**Document segment**.
((
Harry Houdini, known as a Hungarian magician and escapologist was one of the greatest stunt performers in the world. He was born in Budapest, Hungary but claimed in interviews from 1907 onwards that he was born in Appleton, Wisconsin on April 6, 1874. He immigrated with his family to the United States on July 3, 1878 (at the age of four) with his mother and four brothers. Houdini’s name was listed as Ehrich Weiss; friends called him Ehrie, or Harry.
On June 6, 1882 Harry’s father became an American Citizen, lost his tenure, and moved to New York City with Ehrich in 1887. The rest of the family joined the two when they found a more suitable and roomy place to live. Ehrich Weiss had many jobs as a young child and by the time he was ten years old he had made his public debut as a trapeze artist. Weiss became a professional magician and began calling himself “Harry Houdini” as he was influenced greatly by the French magician Jena Eugene Robert-Houdin.
Harry Houdini’s Beginning Career
Harry’s magic career started out slow, and he was very unsuccessful. He began by doing simple card tricks, but would soon start experimenting with escape acts. Harry and his brother would perform together and were known as “The Brothers Houdini.” During one of their performances Harry met his wife Wilhelmina Beatrice (Bess) Rahner. She would soon replace his brother and become his stage assistant for the rest of Houdini’s career. In 1899 Houdini met Martin Beck and would catch his big break. Beck was impressed with Houdini’s handcuffs act and told him he should focus on escape acts and not just the simple magician tricks. Within months of meeting Beck, Houdini was performing across the country; it was arranged that he would begin a European tour. Harry was a hit in Europe and traveled through England, Scotland, Germany, France, the Netherlands, and Russia. He became known as “The Handcuff King” and accumulated much wealth and success. The happiest day of his life as he claimed was when he was able to give his mother a dress made for Queen Victoria and present her to their family.
))
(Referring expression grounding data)
((
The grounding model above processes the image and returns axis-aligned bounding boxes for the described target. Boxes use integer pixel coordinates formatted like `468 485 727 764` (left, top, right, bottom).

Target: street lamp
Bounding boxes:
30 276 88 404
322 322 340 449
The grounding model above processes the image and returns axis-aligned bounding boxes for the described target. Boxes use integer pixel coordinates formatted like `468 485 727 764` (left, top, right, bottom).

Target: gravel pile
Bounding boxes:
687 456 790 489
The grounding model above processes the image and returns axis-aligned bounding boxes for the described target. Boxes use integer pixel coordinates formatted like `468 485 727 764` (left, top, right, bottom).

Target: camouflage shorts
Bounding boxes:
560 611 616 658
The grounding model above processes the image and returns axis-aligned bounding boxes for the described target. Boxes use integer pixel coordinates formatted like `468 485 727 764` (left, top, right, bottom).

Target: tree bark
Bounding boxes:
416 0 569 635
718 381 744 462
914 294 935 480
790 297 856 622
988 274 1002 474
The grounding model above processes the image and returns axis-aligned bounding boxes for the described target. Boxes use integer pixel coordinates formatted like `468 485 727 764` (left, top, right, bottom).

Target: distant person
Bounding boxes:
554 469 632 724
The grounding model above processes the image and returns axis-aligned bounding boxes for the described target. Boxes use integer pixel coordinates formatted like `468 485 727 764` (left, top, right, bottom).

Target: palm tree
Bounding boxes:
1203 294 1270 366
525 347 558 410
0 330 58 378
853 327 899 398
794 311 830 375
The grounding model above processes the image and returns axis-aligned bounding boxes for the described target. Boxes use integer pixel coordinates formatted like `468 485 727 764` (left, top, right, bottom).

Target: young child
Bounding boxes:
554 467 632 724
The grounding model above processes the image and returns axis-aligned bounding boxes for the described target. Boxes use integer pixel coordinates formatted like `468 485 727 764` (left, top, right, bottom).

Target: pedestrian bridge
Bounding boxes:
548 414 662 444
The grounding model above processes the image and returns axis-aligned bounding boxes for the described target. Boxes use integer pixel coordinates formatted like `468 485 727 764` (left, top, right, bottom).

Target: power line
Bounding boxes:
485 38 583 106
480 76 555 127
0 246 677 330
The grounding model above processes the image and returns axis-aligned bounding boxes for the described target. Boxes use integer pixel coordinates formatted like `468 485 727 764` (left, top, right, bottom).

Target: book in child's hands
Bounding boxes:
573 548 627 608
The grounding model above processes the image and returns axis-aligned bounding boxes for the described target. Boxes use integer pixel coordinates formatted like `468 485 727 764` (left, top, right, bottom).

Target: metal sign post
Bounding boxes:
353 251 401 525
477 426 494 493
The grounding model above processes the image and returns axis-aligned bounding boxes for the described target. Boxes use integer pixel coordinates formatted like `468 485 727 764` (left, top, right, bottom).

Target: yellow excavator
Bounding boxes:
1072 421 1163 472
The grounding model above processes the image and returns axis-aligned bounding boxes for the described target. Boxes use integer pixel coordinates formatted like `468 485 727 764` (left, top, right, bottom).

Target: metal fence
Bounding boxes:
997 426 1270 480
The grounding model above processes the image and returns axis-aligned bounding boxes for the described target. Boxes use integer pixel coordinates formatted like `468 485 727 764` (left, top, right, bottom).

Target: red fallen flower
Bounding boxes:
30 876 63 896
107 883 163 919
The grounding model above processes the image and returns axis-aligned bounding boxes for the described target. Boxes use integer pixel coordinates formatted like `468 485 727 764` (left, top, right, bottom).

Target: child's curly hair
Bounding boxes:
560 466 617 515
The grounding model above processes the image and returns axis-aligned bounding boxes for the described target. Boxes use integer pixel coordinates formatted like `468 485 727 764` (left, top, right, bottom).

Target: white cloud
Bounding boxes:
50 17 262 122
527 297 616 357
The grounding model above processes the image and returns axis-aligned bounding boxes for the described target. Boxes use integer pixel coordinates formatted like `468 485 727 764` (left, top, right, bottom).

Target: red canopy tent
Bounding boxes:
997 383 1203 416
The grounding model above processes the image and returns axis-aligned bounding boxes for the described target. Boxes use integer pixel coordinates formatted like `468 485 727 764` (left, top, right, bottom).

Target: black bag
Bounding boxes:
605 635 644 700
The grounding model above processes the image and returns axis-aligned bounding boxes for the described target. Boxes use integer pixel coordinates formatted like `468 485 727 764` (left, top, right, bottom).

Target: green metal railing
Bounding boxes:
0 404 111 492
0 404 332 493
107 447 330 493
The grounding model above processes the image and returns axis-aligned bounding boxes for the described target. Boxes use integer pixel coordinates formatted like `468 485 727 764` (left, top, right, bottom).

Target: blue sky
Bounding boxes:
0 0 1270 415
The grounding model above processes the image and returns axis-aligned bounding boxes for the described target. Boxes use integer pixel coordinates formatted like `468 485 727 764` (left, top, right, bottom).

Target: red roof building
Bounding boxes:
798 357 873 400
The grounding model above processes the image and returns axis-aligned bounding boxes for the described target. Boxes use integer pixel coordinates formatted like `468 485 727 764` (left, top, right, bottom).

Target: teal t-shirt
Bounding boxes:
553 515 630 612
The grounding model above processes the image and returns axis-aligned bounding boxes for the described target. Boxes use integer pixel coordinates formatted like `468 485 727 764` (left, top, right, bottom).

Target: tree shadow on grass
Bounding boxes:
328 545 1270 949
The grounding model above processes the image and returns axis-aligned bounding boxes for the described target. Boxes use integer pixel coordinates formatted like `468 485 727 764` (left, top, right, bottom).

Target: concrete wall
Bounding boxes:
))
**Work to be completed**.
Update the Houdini biography between "On June 6, 1882" and "Jena Eugene Robert-Houdin.", inclusive, so that "trapeze artist" becomes "tightrope walker". The lines above aren't needed for this work.

**Completed task**.
On June 6, 1882 Harry’s father became an American Citizen, lost his tenure, and moved to New York City with Ehrich in 1887. The rest of the family joined the two when they found a more suitable and roomy place to live. Ehrich Weiss had many jobs as a young child and by the time he was ten years old he had made his public debut as a tightrope walker. Weiss became a professional magician and began calling himself “Harry Houdini” as he was influenced greatly by the French magician Jena Eugene Robert-Houdin.